(Source document)
▬▬▬▬▬▬
C.V. (%) values of the climatic parameters at all the time scales showed that both cumulative S and P were all in moderate variation (10% - 100%), while mean T were all in weak variation (<10%) [14]. Skewness values of the climatic parameters showed that cumulative S, mean T and cumulative P were all in positive extreme skew distribution (Skewness > 0.3) at the scales of year and whole field period [14]. But at the scale of growing period, cumulative S in the rooting period, and cumulative P in the periods of rooting and maturing were in positive extreme skew distribution. Cumulative S in the maturing period, mean T and cumulative P in the flourishing period were all in positive skew distribution (0.1 < Skewness ≤ 0.3), while cumulative S in the flourishing period and mean T in the periods of maturing were both in symmetric distribution (−0.1 < Skewness ≤ 0.1) [14]. Kurtosis values of cumulative S showed that the probability density curves were all very flat (Kurtosis < 0.67) at the scales of year and the periods of flourishing and maturing, while were acute (1.11 < Kurtosis ≤ 3.0) at the scales of whole field period and the rooting period. Mean T were all very flat at all scales and cumulative P were all very flat at the scales of year and whole field period, but were normal (0.90 < Kurtosis ≤ 1.11) in the rooting period and acute in the maturing period [14].

3.2. Annual Changes of Climatic Parameters

Figures 1-3 showed that annual changes of cumulative S, mean T and cumulative P from 1952 to 2018 in Chenzhou. S (Figure 1) exhibited a significant linear decreasing tendency (S = −7.587a + 16510.167, R2 = 0.488**) with an annual decrease of 7.587 h. But Figure 2, on the contrary, T (Figure 2) showed a significant linear increasing tendency (T = 0.020a − 21.259, R2 = 0.423**) with an annual increase of 0.02˚C. However, P (Figure 3) changed irregularly with an insignificant increasing tendency (P = 0.184a + 1118.190, R2 = 0.000).
▬▬▬▬▬▬
(To be done)
A) Repeat the passage on climatic parameters in Chenzhou word for word, from beginning to end.
B) Reproduce the stored entries rows exactly, starting with the first row and going on through the line with "[1096, 490]", with both ends included. Leave the pictures out of your answer.

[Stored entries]
▬▬▬▬▬▬
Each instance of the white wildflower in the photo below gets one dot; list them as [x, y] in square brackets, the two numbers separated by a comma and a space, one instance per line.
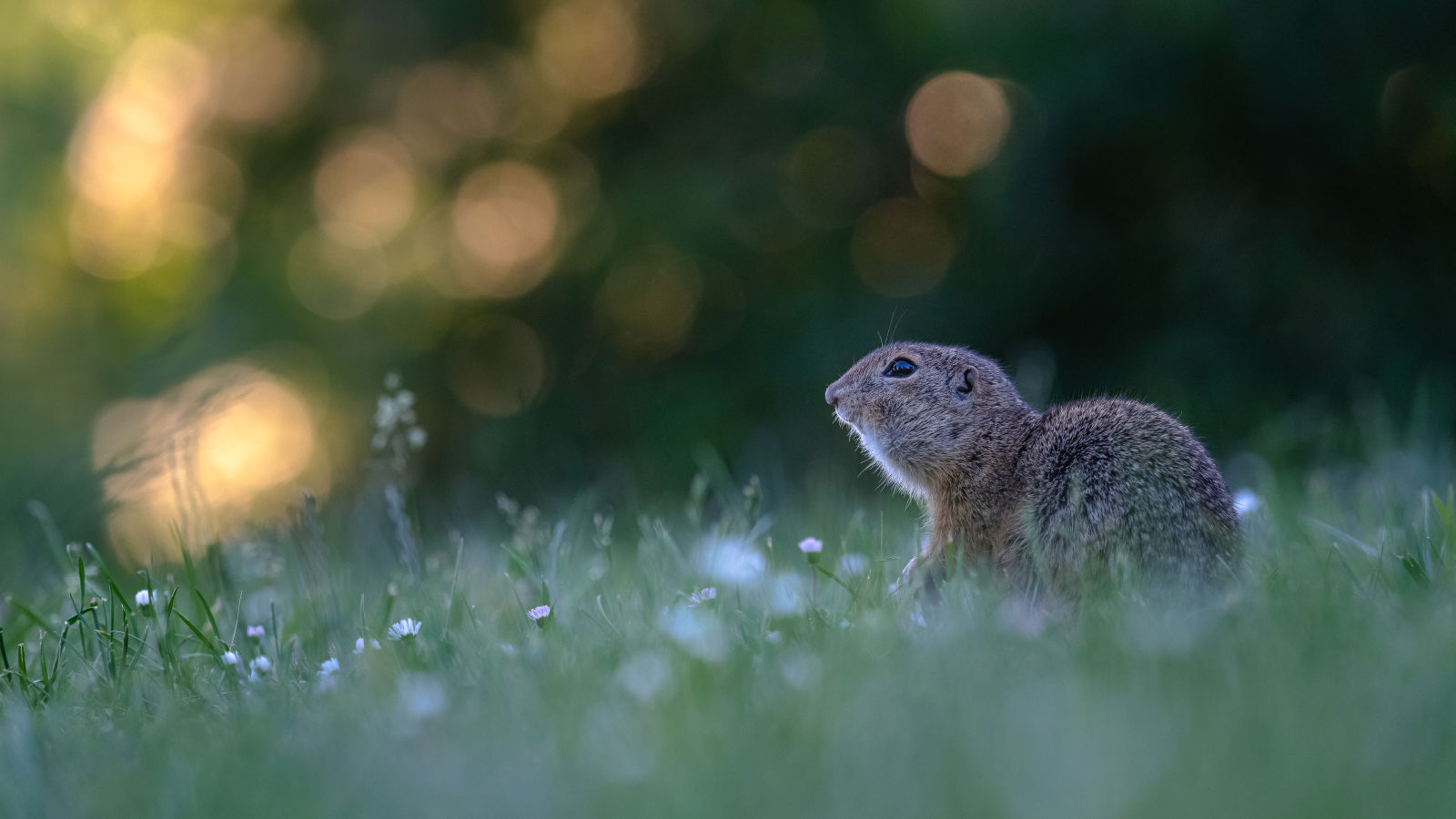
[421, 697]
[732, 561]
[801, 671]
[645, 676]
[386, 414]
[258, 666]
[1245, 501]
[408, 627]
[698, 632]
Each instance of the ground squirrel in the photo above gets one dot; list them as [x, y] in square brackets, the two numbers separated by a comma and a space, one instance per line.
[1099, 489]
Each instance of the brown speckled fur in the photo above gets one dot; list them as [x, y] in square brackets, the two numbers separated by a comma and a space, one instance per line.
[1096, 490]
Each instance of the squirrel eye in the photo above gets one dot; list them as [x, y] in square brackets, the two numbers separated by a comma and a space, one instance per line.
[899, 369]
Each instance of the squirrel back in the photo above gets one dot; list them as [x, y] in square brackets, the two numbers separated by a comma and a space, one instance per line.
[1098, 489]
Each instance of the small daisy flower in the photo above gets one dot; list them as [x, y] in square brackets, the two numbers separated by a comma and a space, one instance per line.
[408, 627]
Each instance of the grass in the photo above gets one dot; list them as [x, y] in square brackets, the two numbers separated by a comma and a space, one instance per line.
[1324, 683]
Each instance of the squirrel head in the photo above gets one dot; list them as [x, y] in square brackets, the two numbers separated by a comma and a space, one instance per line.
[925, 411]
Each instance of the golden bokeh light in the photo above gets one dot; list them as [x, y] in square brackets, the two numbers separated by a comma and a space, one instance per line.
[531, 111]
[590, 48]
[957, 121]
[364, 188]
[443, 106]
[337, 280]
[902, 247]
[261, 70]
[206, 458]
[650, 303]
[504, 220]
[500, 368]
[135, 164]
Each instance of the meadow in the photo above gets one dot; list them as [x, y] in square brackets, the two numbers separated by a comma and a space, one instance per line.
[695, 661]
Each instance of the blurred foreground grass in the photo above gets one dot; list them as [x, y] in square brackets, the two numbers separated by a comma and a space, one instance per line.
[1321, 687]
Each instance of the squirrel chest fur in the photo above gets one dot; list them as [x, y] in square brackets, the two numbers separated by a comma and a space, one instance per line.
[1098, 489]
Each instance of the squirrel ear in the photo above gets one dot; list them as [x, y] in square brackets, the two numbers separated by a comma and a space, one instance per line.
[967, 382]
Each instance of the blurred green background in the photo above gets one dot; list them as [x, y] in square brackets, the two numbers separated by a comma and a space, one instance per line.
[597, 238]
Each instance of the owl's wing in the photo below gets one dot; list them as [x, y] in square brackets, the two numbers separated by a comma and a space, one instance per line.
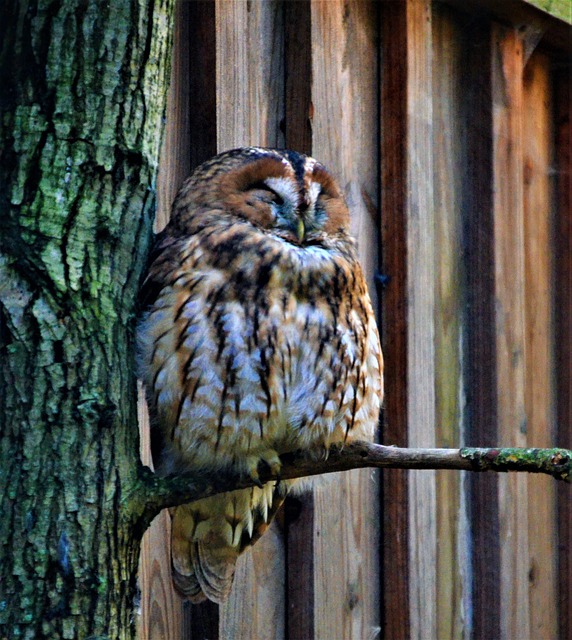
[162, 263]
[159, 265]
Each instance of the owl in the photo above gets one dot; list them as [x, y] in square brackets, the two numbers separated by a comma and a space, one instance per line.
▬▬▬▬▬▬
(Outputs for the tasks)
A)
C.V. (%) values of the climatic parameters at all the time scales showed that both cumulative S and P were all in moderate variation (10% - 100%), while mean T were all in weak variation (<10%) [14]. Skewness values of the climatic parameters showed that cumulative S, mean T and cumulative P were all in positive extreme skew distribution (Skewness > 0.3) at the scales of year and whole field period [14]. But at the scale of growing period, cumulative S in the rooting period, and cumulative P in the periods of rooting and maturing were in positive extreme skew distribution. Cumulative S in the maturing period, mean T and cumulative P in the flourishing period were all in positive skew distribution (0.1 < Skewness ≤ 0.3), while cumulative S in the flourishing period and mean T in the periods of maturing were both in symmetric distribution (−0.1 < Skewness ≤ 0.1) [14]. Kurtosis values of cumulative S showed that the probability density curves were all very flat (Kurtosis < 0.67) at the scales of year and the periods of flourishing and maturing, while were acute (1.11 < Kurtosis ≤ 3.0) at the scales of whole field period and the rooting period. Mean T were all very flat at all scales and cumulative P were all very flat at the scales of year and whole field period, but were normal (0.90 < Kurtosis ≤ 1.11) in the rooting period and acute in the maturing period [14].

3.2. Annual Changes of Climatic Parameters

Figures 1-3 showed that annual changes of cumulative S, mean T and cumulative P from 1952 to 2018 in Chenzhou. S (Figure 1) exhibited a significant linear decreasing tendency (S = −7.587a + 16510.167, R2 = 0.488**) with an annual decrease of 7.587 h. But Figure 2, on the contrary, T (Figure 2) showed a significant linear increasing tendency (T = 0.020a − 21.259, R2 = 0.423**) with an annual increase of 0.02˚C. However, P (Figure 3) changed irregularly with an insignificant increasing tendency (P = 0.184a + 1118.190, R2 = 0.000).

B)
Each instance of the white wildflower in the photo below gets one dot; list them as [x, y] in square brackets, the two numbers separated by a comma and a space, one instance per line.
[421, 697]
[732, 561]
[801, 671]
[645, 676]
[386, 414]
[258, 666]
[1245, 501]
[408, 627]
[698, 632]
Each instance of the ground squirrel in the photo above gets one dot; list them as [x, y] in square brackets, the two numbers separated by a comma and a space, one instance per line.
[1099, 489]
Each instance of the brown speckled fur in the photo above gets one dot; list them as [x, y] in square brackets, the two numbers separated by a comma and a space, one instance per line.
[1096, 490]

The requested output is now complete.